──────── Records provided ────────
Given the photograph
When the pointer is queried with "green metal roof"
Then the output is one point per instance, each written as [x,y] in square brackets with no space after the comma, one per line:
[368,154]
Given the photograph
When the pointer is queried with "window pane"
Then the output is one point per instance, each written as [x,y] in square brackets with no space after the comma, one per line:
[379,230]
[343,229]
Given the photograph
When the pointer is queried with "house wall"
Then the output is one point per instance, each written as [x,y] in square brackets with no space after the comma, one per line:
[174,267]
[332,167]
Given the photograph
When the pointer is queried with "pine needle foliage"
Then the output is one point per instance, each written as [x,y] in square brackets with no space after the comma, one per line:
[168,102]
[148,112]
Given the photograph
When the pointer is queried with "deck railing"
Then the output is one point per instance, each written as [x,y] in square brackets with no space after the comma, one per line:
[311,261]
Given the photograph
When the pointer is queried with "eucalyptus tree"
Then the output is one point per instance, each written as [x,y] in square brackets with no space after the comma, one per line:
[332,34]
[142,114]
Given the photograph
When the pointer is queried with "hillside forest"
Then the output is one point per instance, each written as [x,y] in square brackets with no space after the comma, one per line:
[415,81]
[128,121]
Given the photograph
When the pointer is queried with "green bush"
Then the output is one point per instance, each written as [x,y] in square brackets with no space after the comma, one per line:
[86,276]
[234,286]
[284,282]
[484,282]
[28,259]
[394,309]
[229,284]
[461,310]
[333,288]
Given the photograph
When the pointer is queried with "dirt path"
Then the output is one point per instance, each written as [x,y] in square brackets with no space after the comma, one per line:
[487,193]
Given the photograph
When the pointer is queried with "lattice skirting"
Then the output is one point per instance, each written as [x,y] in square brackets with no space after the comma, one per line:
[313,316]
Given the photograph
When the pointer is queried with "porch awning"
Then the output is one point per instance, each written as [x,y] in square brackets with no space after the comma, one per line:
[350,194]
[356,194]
────────
**Instructions for the task:** Write out the full set of records exactly as given.

**Task solution:**
Given the photograph
When the pointer is queried with "green metal roof"
Then the output is one point per instance, each written as [x,y] in square brackets with no space after the comma, one per line:
[368,154]
Given the photograph
When the pointer is queried with "window pane"
Then the output is one point per instance, each written as [x,y] in square brackets with no space after the comma, one per line:
[379,230]
[343,229]
Given the photograph
When the pointer is queried with "house wall"
Then the output is one point per instance, each written as [x,y] in square brackets with no space after the comma, one per line:
[174,267]
[332,167]
Given the photograph
When the pointer is queried with "pine needle foliage"
Then the output is one point per instance, each written as [x,y] in square brackets with no space after the comma, one per line:
[168,102]
[148,112]
Given the photograph
When the pointer is queried with "deck railing"
Then the output is one point per instance, each written as [x,y] in square brackets with no space after the comma, one per line:
[311,261]
Given the photograph
When the pointer is queried with "eucalyptus tree"
Then the output is one point per instance, each written as [x,y] in square brackets with no space after the comma, one per line:
[332,34]
[142,114]
Given the photograph
When the pointer is queried with "hillside forest"
Then the output is one point per instance, each written as [x,y] in square brackets with no space after the comma, one per line:
[415,81]
[128,121]
Given the photograph
When the pointer is queried with "green bush"
Then the output is one point per instance, each written as [x,y] in square brackets with no space after the comma, one per line:
[86,276]
[234,286]
[284,282]
[484,282]
[28,259]
[394,309]
[229,284]
[461,310]
[333,288]
Given the photograph
When the pointer is queried with "dirt path"
Then the output is one point per instance, each written as [x,y] in square brackets with no space after the comma, one per line:
[487,193]
Given the photograph
When the pointer is queried with "lattice skirting"
Then the output is one point per instance, each written as [x,y] in square brackets with no space after the comma, one per line:
[313,316]
Given the photograph
When the pointer is queried with "porch awning"
Then the output is one point per instance, each written as [x,y] in square brackets with no space after the comma, one per line:
[350,194]
[356,194]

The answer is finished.